Supplied data ::
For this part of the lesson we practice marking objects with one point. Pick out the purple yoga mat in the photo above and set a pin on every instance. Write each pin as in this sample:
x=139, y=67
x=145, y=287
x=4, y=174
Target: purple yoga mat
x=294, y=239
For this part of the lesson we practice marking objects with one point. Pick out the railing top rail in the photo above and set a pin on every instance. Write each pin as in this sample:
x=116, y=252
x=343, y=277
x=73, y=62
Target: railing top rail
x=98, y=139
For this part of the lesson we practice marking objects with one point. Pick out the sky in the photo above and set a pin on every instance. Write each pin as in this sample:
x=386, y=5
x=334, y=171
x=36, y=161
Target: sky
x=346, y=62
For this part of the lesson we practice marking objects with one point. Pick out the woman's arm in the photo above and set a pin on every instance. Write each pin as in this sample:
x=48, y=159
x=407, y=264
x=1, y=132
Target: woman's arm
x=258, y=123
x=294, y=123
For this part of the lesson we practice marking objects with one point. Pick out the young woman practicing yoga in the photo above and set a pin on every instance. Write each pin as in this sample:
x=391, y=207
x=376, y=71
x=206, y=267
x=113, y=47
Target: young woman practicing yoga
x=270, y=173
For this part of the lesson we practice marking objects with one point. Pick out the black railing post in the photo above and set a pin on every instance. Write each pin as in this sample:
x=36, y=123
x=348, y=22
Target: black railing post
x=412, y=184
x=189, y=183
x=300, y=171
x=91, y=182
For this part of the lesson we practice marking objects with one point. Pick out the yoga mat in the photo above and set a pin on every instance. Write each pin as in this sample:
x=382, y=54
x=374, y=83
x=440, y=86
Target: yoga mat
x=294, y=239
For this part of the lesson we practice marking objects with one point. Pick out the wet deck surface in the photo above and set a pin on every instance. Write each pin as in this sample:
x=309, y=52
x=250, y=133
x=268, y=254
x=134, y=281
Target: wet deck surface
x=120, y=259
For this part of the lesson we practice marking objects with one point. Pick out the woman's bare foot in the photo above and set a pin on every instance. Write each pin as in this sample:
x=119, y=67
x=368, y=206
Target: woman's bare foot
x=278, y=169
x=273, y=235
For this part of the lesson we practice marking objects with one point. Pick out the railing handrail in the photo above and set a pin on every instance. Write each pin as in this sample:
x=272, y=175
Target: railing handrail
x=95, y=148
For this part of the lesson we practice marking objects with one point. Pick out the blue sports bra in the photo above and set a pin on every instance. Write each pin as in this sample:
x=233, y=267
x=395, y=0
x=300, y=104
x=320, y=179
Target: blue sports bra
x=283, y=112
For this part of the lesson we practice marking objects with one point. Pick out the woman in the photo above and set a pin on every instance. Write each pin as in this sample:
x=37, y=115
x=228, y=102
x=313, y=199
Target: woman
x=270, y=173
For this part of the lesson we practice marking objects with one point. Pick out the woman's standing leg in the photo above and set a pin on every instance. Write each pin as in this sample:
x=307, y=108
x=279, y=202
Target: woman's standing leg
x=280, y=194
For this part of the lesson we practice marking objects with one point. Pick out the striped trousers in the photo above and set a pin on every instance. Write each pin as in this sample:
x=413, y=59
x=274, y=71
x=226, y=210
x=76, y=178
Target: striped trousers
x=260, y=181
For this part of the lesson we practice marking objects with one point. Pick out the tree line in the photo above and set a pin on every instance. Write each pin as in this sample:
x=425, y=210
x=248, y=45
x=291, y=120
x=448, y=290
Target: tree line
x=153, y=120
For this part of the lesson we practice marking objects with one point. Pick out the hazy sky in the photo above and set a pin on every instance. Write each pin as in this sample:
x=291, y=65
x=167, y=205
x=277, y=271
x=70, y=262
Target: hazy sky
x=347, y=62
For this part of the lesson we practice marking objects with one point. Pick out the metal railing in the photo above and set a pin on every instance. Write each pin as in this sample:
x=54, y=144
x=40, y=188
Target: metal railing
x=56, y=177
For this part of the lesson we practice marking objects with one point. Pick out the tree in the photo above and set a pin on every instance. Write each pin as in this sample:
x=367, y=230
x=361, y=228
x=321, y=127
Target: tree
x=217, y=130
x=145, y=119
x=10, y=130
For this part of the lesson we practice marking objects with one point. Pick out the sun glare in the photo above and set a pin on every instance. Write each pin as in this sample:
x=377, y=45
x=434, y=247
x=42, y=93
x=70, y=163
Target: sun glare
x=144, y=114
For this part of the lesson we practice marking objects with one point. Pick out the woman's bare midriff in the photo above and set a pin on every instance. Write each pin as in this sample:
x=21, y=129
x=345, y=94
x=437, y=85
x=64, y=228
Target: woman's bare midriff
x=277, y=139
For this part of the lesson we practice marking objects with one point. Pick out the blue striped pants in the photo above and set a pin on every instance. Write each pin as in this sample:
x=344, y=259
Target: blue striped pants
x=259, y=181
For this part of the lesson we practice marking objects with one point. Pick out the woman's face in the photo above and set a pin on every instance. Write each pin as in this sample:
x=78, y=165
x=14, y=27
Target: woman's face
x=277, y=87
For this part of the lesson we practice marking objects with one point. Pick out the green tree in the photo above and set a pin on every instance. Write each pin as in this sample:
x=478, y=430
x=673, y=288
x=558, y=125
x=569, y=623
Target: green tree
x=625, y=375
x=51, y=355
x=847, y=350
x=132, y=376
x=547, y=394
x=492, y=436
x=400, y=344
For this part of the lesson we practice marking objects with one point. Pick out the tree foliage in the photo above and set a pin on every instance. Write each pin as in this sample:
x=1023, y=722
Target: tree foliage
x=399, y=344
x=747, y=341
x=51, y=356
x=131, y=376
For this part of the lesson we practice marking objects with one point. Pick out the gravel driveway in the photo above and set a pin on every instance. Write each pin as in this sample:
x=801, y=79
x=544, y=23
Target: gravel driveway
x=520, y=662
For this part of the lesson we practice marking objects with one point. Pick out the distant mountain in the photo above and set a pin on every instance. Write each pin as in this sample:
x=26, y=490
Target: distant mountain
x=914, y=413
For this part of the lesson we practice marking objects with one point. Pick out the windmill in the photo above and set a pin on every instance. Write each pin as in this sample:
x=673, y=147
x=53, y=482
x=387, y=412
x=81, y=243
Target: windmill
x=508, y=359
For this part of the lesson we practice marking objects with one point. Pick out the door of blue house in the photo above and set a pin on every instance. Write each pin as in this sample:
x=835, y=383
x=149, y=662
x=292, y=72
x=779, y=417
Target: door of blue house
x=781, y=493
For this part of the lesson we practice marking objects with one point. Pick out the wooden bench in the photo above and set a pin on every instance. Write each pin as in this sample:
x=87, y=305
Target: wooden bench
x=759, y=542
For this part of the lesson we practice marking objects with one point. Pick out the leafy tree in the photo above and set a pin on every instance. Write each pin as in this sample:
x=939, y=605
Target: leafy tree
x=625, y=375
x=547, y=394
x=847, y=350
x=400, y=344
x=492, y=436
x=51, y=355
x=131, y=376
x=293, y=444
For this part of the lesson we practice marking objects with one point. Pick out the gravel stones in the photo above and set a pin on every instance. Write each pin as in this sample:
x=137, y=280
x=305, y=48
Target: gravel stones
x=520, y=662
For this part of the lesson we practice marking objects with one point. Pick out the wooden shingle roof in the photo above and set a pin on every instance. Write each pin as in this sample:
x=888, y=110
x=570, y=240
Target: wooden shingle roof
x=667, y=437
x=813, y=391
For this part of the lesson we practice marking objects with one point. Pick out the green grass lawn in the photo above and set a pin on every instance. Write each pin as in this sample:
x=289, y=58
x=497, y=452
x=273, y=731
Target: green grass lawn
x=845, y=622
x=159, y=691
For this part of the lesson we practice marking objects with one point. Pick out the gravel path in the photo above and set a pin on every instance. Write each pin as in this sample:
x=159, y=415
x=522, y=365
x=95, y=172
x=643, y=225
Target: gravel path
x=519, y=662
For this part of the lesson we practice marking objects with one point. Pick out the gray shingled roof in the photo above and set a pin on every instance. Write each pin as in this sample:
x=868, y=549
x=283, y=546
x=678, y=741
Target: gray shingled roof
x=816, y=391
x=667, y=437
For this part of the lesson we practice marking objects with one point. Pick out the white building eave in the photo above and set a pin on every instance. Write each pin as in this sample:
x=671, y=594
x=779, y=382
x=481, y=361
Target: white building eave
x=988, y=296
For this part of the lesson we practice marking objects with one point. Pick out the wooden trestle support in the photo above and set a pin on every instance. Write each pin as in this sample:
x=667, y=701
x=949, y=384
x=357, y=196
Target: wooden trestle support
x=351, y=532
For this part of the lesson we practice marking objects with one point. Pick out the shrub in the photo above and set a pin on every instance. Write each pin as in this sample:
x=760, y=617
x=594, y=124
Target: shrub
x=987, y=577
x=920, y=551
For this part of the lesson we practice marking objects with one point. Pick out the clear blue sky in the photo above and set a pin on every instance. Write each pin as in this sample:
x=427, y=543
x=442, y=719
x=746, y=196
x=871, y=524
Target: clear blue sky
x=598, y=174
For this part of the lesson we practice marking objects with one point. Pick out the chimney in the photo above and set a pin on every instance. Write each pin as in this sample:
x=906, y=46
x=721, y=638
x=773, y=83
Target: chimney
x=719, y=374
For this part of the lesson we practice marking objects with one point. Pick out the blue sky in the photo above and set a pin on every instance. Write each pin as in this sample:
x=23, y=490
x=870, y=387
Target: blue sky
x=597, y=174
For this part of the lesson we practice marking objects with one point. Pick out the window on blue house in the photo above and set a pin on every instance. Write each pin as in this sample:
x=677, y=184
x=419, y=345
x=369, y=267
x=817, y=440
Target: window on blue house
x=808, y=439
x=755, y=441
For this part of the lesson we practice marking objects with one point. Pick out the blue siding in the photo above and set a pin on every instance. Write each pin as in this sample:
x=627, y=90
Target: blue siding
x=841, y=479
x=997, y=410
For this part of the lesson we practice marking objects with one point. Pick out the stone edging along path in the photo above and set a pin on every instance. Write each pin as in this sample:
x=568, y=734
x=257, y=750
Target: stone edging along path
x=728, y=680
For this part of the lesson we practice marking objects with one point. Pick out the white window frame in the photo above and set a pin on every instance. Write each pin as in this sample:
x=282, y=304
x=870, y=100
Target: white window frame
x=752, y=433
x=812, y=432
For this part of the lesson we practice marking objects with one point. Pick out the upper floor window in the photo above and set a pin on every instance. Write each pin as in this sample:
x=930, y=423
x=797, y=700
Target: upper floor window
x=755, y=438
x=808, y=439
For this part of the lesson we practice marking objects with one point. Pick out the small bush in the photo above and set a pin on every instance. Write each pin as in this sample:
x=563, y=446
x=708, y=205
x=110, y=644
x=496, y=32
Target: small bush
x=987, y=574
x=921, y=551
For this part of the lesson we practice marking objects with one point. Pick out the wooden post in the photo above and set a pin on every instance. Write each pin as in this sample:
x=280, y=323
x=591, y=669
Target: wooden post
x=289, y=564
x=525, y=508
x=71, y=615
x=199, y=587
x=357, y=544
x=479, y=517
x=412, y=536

What is being asked :: Beginning at the first line of the records, give again each line exactly as written, ending with the line that contains "x=36, y=161".

Expected answer ::
For this part of the lesson we practice marking objects with one point. Pick out the purple yoga mat in the photo above and set a pin on every instance. Write each pin as in this sample:
x=139, y=67
x=145, y=287
x=4, y=174
Target: purple yoga mat
x=294, y=239
For this part of the lesson we practice marking objects with one point. Pick out the railing top rail in the photo above and set a pin on every instance. Write each pin as in this sample:
x=116, y=252
x=343, y=277
x=73, y=62
Target: railing top rail
x=98, y=139
For this part of the lesson we practice marking objects with one point. Pick out the sky in the photo above and set a pin on every instance. Write each pin as in this sample:
x=386, y=5
x=334, y=171
x=36, y=161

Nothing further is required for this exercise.